Copy out all of the lines below, requests included, and shift every point coordinate in the answers by adding -92 to each number. Leave the pictures out.
== SUPPLIED RECORDS
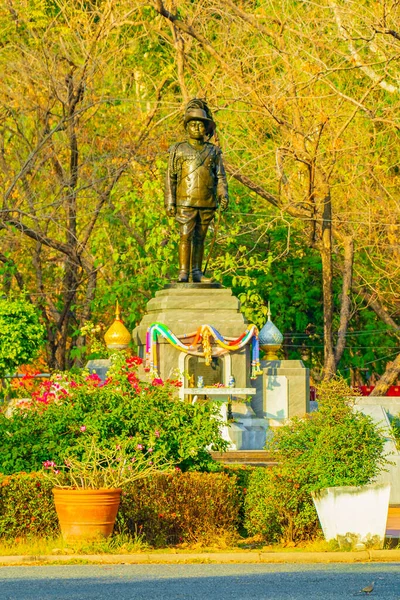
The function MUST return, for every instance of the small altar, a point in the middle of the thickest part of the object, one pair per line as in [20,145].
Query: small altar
[172,323]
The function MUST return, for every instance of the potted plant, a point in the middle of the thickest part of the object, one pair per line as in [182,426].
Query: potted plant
[333,451]
[88,487]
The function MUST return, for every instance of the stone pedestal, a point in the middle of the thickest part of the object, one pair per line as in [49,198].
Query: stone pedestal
[283,391]
[183,308]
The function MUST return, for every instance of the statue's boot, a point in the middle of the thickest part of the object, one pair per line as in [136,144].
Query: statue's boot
[184,261]
[197,260]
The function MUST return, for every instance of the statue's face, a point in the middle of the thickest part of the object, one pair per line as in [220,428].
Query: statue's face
====
# TASK ANSWER
The function MUST return, for every instance of the small altar, a point in the middle of the thickest part of the object, one pair per line as in [20,145].
Query: small altar
[80,231]
The function MUST return, for every instance of the potted plant, a point in the middle of the thickest part of the object, one pair per line as in [182,426].
Query: potted plant
[241,359]
[-4,395]
The function MUST return, for every instance of the stone pedestal, a point in the middle of the thickest part of the object, one pair per line as in [49,198].
Query: stone pedestal
[191,299]
[91,216]
The function MUST return, for every instance of the statue's boot, a point in the middle of the thickest part of the object, one pair per line as in [136,144].
Query: statue's boot
[92,169]
[105,168]
The function MUST return, for every instance of the statue's face, a point in the middle of the thickest part of the object, one pair per line as in [220,428].
Query: statue's face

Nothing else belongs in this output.